■ EXCERPT TO READ
****************************************
- handout photo (March. 2010)

Background information
- Origin: Tampa, Florida, United States
- Genres: Indie rock
- Years active: 2003–2012
- Label: 24 Hour Service Station (2008–present)
- Past members: Shawn Kyle "Beauville" Max Norton Jason Dudney C. Solomon Holmes Randy McMillan Chris Tolan Cory Karish John Barker
- Website: Official website

= The Beauvilles =

American indie rock band

The Beauvilles were an American indie rock band based in Ybor City, Florida, United States. Their music includes overtones of Americana, British Invasion, and Vintage R&B along with more experimental musical elements and time signatures. Prominent members include principal songwriter Shawn Kyle "Beauville" (vocals, guitar), Max Norton (drums, percussion), and Jason Dudney (electric bass, piano, organ, vocals) As of 2012 the band has stated that it is on indefinite hiatus.

==Biography==
The Beauvilles were founded by drummer C. Solomon Holmes and guitarist and vocalist Shawn Kyle in 2002 as a classic rock influenced garage band, later evolving into a group incorporating vintage 1970s aesthetics and early psychedelia into their sound and recordings. The group's recording debut, 2004's Singapore EP, was recorded at the encouragement of John Wesley, best known for his work with London based artists, Porcupine Tree.

The self-produced Singapore EP was an unexpected success for the group, garnering national media attention, and positive music trade reviews following its recognition by the National Academy of Recording Arts and Sciences or NARAS, as a runner up in the annual Independent GRAMMY Awards for the Southeastern United States, held in Miami, Florida. This recording opened doors for the group to perform at various music festivals such as SXSW in Austin, Texas, where the Beauvilles were spontaneously photographed for Rolling Stone and interviewed by Erik Olsen, then of the New York Times. The group went on to be featured on multiple compilations, tour yearly and release an album, Whispering Sin, and go through several line-up changes, with Kyle remaining the only original member, before officially disbanding in 2013.

Reviews of the group's early live shows focused on the group's unique vocal stylings, unpredictable inter-member volatility leading to on-stage brawls between band members, and the occasional destruction of their musical instruments on stage. Later lineups downplayed the group's earlier behavior, with the group becoming known in reviews for their musical ability as an example of a power trio with high energy performances and Wall of Sound treatment of their recorded and improvised material.
****************************************
■ PROVIDED INFORMATION
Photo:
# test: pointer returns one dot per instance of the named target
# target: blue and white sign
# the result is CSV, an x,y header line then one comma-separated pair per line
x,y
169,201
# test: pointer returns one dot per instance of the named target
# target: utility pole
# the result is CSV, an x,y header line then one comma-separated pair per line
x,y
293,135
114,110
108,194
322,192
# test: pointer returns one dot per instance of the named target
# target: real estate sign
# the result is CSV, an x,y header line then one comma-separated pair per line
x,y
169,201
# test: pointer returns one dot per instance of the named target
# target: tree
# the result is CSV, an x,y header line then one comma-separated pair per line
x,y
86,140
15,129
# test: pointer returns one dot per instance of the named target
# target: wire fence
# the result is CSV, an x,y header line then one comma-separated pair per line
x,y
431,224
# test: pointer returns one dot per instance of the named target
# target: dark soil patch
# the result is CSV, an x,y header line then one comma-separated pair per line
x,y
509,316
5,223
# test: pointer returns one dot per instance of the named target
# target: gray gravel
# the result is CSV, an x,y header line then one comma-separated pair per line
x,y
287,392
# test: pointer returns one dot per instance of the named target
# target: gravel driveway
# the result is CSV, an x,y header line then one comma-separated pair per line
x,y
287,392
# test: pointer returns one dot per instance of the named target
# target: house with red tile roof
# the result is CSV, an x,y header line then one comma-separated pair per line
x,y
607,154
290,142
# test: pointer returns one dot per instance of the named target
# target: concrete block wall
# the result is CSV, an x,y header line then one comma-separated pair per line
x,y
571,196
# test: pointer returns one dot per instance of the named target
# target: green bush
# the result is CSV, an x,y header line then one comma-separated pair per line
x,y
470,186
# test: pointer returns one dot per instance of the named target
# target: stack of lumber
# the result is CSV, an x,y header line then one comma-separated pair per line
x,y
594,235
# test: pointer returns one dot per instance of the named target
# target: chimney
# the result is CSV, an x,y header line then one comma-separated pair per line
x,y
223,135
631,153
****************************************
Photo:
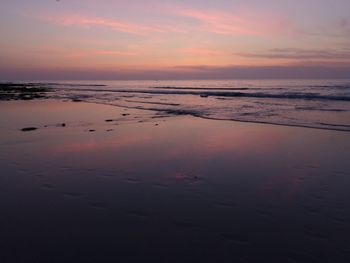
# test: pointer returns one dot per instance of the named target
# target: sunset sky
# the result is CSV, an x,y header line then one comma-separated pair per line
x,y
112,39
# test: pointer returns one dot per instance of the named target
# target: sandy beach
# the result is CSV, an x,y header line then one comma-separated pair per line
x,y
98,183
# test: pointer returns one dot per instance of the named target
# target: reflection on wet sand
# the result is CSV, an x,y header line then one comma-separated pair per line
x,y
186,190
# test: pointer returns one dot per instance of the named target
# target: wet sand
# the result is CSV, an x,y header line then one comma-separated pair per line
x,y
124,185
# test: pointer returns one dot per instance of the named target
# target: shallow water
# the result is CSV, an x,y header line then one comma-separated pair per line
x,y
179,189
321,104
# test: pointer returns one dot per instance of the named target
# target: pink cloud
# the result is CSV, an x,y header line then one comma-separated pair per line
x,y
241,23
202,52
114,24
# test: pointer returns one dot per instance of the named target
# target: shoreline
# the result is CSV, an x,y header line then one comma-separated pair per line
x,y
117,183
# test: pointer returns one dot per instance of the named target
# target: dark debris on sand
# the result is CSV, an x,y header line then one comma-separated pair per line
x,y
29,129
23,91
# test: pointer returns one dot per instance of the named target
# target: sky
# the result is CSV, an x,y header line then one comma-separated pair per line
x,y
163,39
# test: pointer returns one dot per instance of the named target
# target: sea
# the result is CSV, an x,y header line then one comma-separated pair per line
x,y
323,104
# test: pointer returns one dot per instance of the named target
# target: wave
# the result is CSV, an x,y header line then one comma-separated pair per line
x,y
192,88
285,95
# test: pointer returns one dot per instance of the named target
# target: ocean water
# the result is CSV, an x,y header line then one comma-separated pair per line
****************************************
■ WHAT TO DO
**a)** Reproduce the passage about the Beauvilles verbatim, starting at "Background information" and ending at "on indefinite hiatus.".
**b)** In the passage about the Beauvilles, what recording was the group's debut?
The records play no part in this work.

■ ACTIVITY ANSWERS
**a)**
Background information
- Origin: Tampa, Florida, United States
- Genres: Indie rock
- Years active: 2003–2012
- Label: 24 Hour Service Station (2008–present)
- Past members: Shawn Kyle "Beauville" Max Norton Jason Dudney C. Solomon Holmes Randy McMillan Chris Tolan Cory Karish John Barker
- Website: Official website

= The Beauvilles =

American indie rock band

The Beauvilles were an American indie rock band based in Ybor City, Florida, United States. Their music includes overtones of Americana, British Invasion, and Vintage R&B along with more experimental musical elements and time signatures. Prominent members include principal songwriter Shawn Kyle "Beauville" (vocals, guitar), Max Norton (drums, percussion), and Jason Dudney (electric bass, piano, organ, vocals) As of 2012 the band has stated that it is on indefinite hiatus.

**b)** The Singapore EP, from 2004.